Copy out the records verbatim, beginning with the line that contains "Identify the checkered tile" and continuing through the line that contains "264;258;331;278", both lines included.
----------
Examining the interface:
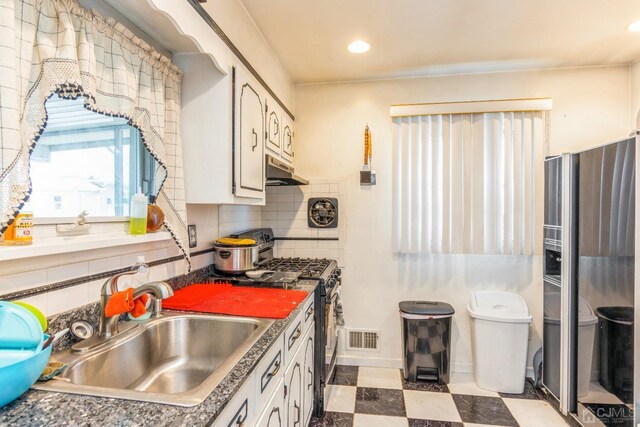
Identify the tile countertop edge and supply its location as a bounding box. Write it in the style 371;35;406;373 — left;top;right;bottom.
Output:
0;280;317;426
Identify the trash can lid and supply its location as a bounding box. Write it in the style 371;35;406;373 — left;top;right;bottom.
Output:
467;291;531;323
596;307;633;325
399;301;456;316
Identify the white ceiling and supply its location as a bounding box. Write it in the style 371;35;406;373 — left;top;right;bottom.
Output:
241;0;640;83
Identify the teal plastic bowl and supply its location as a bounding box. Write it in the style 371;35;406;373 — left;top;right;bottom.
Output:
0;334;53;408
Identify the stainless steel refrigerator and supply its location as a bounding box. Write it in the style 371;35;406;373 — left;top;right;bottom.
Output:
543;137;636;426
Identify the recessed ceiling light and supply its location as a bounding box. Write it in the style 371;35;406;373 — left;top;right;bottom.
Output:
347;40;371;53
627;21;640;33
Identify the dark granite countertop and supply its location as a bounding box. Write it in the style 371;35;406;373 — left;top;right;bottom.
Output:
0;280;317;426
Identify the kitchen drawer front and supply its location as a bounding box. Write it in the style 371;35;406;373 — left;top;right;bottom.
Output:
213;375;256;427
302;293;315;331
256;378;286;427
284;310;305;367
256;339;285;408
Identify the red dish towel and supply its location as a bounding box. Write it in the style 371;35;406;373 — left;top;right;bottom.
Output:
162;284;307;319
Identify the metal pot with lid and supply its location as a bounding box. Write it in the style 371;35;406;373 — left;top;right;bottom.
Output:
213;237;258;274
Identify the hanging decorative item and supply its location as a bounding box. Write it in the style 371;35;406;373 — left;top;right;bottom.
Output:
360;125;376;187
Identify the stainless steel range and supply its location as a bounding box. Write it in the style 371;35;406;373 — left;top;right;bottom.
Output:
231;228;341;417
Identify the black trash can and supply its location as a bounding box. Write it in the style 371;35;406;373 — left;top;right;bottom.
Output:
596;307;633;403
399;301;455;384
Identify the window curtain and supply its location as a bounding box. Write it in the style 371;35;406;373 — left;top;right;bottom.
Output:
0;0;190;269
392;111;547;255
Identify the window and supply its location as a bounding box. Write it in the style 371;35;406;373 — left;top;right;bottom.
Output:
391;100;551;255
30;95;156;218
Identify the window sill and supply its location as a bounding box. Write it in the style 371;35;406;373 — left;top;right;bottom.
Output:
0;231;171;261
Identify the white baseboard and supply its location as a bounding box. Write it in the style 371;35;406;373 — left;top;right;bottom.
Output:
337;355;533;378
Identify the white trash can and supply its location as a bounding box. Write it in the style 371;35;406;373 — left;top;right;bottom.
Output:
467;291;531;394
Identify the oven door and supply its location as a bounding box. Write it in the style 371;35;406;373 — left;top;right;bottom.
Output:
324;288;338;384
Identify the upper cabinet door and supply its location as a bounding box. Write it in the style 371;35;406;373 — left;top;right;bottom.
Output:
265;97;282;156
282;113;294;163
233;67;265;198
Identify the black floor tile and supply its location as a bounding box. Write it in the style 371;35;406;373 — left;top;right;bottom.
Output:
409;418;464;427
452;394;518;426
498;378;540;400
309;412;353;427
400;369;449;393
356;387;407;417
582;403;633;427
331;365;358;386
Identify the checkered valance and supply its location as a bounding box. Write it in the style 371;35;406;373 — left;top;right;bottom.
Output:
0;0;188;270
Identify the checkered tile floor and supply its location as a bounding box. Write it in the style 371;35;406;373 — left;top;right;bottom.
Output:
310;366;567;427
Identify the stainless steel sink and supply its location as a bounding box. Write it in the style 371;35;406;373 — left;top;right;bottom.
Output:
34;312;273;406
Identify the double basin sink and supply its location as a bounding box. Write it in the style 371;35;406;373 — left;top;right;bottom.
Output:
34;311;273;406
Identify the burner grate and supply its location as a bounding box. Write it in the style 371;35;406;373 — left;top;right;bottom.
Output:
264;258;331;278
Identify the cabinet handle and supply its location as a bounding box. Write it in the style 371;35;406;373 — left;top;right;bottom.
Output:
289;326;302;348
293;402;300;426
251;129;258;151
304;305;315;322
267;361;280;378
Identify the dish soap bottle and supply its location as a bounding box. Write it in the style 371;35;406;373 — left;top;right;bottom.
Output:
13;203;33;245
147;196;164;233
129;189;147;235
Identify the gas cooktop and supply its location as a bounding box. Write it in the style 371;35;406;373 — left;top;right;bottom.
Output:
260;258;333;279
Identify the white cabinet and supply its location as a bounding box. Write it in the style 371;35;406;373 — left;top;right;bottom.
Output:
256;378;286;427
284;351;304;427
300;323;315;426
173;53;264;204
265;96;293;164
213;294;315;427
213;375;256;427
233;66;265;199
281;113;294;163
265;96;282;158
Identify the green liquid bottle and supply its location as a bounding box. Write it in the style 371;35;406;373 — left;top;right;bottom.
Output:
129;190;148;235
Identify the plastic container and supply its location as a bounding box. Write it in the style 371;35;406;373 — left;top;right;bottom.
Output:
596;307;633;403
467;291;531;394
147;196;164;233
13;203;33;245
129;190;147;235
543;292;598;397
399;301;455;384
0;334;53;408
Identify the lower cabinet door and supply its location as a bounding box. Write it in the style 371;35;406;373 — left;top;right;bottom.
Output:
301;323;315;426
256;379;286;427
284;351;303;427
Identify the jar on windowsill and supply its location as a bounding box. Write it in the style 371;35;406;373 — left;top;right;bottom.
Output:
147;196;164;233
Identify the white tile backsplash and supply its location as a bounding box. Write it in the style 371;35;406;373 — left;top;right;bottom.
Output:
262;179;347;266
47;262;89;283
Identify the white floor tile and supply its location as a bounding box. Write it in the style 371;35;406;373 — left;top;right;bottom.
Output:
462;423;508;427
325;385;356;414
353;414;409;427
503;399;567;427
358;366;402;390
404;390;461;422
447;372;500;397
578;382;623;405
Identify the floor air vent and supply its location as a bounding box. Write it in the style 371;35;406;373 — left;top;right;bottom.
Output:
347;329;380;351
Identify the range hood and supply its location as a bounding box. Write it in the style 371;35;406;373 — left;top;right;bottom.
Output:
265;154;309;186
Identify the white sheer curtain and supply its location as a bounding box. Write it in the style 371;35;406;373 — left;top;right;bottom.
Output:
392;111;547;255
0;0;189;270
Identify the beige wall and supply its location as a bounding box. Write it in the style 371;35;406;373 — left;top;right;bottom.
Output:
202;0;295;112
295;66;629;371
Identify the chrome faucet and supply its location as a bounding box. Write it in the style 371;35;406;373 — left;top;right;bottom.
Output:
72;267;173;352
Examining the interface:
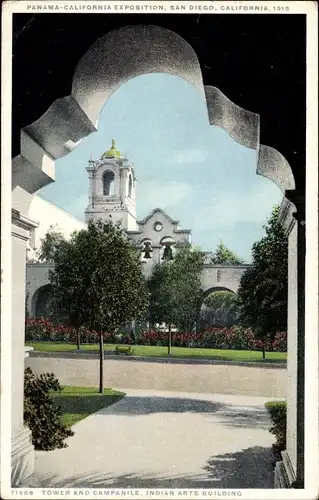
----------
Written solution:
Identify the checkered tile floor and supply its location as a bounding box. Write it in the style 371;35;406;373 — left;top;right;bottom.
Output:
310;366;567;427
Identify the stainless steel sink and supply its location as a bounding box. Write it in the style 371;35;406;373 — left;top;right;bottom.
Output:
34;312;273;406
Identify the double basin sink and supply its location as a bounding box. Write it in the style 371;35;406;373 — left;top;right;bottom.
Output:
34;311;273;406
Identify the burner grate and supply its location as a bounding box. Write it in the style 371;35;406;373 — left;top;right;bottom.
Output:
264;258;331;278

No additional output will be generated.